Document excerpt —
>> BEGIN
ANTHONY McLEMORE, JR. APPELLANT
STATE OF ARKANSAS APPELLEE
APPEAL FROM THE JEFFERSON COUNTY CIRCUIT COURT, [NO. CR-11-486] HONORABLE ROBERT H. WYATT, JR., JUDGE
Gary W. Potts, for appellant.
RAYMOND R. ABRAMSON, Judge
This is a no-merit appeal from the second revocation of Anthony McLemore, Jr.'s probation. In February 2012, McLemore entered a negotiated plea of nolo contendere to residential burglary and terroristic threatening in the first degree. He was sentenced to thirty-six months' probation conditioned upon his compliance with the rules and regulations of probation and ordered to pay court costs. Conditions of McLemore's probation included not committing an offense punishable by imprisonment; not using, selling, distributing, or possessing any illegal controlled substance; reporting to his supervising probation officer; being gainfully employed or enrolled as a student at all times; and paying fines and fees associated with his probation.
On October 1, 2012, a petition to revoke was filed alleging that McLemore had tested positive for illegal drugs on several occasions; failed to report to his required drug treatments; and failed to pay fees as ordered. In February 2013, McLemore entered a negotiated plea of guilty to his probation revocation and was again sentenced to thirty-six months' probation conditioned upon his compliance with the rules and regulations of probation. The circuit court also ordered McLemore to satisfy fines, fees, costs, and restitution as previously ordered and required inpatient mandatory drug-and-alcohol treatment for ninety days.
On January 29, 2014, a second petition to revoke was filed alleging multiple violations of the terms and conditions of his probation by testing positive for marijuana on five separate occasions and by failing to pay his supervision fees. At the revocation hearing on June 3, 2014, the trial court found that McLemore had violated the terms and conditions of his probation and revoked his probation. The circuit court sentenced McLemore to ten years' imprisonment for the residential burglary and six years' imprisonment for the terroristic threatening in the first degree, but ordered that the sentences run concurrently in the Arkansas Department of Correction. From that order comes this appeal.
>> END
Exercises to complete —
(a) In the appeal opinion, swap "HONORABLE" for "HON." and reproduce everything from "ANTHONY McLEMORE, JR. APPELLANT" down to "Potts, for appellant.".
(b) According to the appeal opinion, on how many separate occasions did the second petition to revoke allege that McLemore tested positive for marijuana?
The entries that come next are separate material and are not part of the appeal opinion.

Dataset records —
>> BEGIN
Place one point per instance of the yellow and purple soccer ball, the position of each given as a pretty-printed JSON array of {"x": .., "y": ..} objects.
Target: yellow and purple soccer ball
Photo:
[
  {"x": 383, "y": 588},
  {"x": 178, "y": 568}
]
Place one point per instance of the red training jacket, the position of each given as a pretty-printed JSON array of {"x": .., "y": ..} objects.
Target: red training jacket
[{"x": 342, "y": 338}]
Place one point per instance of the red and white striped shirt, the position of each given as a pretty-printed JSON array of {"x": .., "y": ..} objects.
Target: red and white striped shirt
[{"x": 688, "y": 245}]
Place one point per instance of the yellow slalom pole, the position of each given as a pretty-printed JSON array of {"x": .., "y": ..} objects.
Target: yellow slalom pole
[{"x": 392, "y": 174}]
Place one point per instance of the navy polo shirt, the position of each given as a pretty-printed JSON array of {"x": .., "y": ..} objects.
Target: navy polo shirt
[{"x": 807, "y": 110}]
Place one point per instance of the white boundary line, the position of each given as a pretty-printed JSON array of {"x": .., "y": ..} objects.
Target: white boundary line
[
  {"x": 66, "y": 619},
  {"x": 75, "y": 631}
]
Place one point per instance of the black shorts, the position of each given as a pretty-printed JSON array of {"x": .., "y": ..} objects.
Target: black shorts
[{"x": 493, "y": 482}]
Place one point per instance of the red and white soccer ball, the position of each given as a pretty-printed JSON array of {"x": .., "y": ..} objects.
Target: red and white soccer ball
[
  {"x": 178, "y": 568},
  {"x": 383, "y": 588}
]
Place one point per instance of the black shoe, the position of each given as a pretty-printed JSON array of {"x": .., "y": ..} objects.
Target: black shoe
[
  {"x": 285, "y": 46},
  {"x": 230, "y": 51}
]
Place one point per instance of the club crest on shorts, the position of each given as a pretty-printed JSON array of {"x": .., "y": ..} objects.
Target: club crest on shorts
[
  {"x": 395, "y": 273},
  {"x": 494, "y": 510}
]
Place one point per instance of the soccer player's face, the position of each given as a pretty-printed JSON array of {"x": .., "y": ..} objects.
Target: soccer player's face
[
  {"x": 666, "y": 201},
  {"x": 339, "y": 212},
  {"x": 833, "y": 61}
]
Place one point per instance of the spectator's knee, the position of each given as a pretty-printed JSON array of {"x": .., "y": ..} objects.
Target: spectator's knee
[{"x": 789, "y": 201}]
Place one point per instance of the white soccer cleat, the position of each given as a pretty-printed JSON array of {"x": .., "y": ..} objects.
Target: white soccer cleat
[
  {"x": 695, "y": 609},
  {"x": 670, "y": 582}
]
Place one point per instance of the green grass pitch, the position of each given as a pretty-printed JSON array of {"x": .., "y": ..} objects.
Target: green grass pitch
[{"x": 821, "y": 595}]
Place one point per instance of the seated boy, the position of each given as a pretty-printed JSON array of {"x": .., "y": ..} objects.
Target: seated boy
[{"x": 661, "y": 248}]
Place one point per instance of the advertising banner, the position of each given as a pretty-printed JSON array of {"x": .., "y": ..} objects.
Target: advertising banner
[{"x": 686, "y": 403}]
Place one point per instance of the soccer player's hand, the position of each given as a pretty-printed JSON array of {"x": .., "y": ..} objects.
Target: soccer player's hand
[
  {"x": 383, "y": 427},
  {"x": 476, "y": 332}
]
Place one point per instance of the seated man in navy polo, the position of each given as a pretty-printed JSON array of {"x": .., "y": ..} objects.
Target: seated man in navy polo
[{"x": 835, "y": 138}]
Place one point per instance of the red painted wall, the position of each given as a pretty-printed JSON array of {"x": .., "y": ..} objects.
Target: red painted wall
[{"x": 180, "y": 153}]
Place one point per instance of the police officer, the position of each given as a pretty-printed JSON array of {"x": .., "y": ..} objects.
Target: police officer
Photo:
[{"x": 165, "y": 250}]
>> END
Full solutions —
(a)
ANTHONY McLEMORE, JR. APPELLANT
STATE OF ARKANSAS APPELLEE
APPEAL FROM THE JEFFERSON COUNTY CIRCUIT COURT, [NO. CR-11-486] HON. ROBERT H. WYATT, JR., JUDGE
Gary W. Potts, for appellant.

(b) Five separate occasions.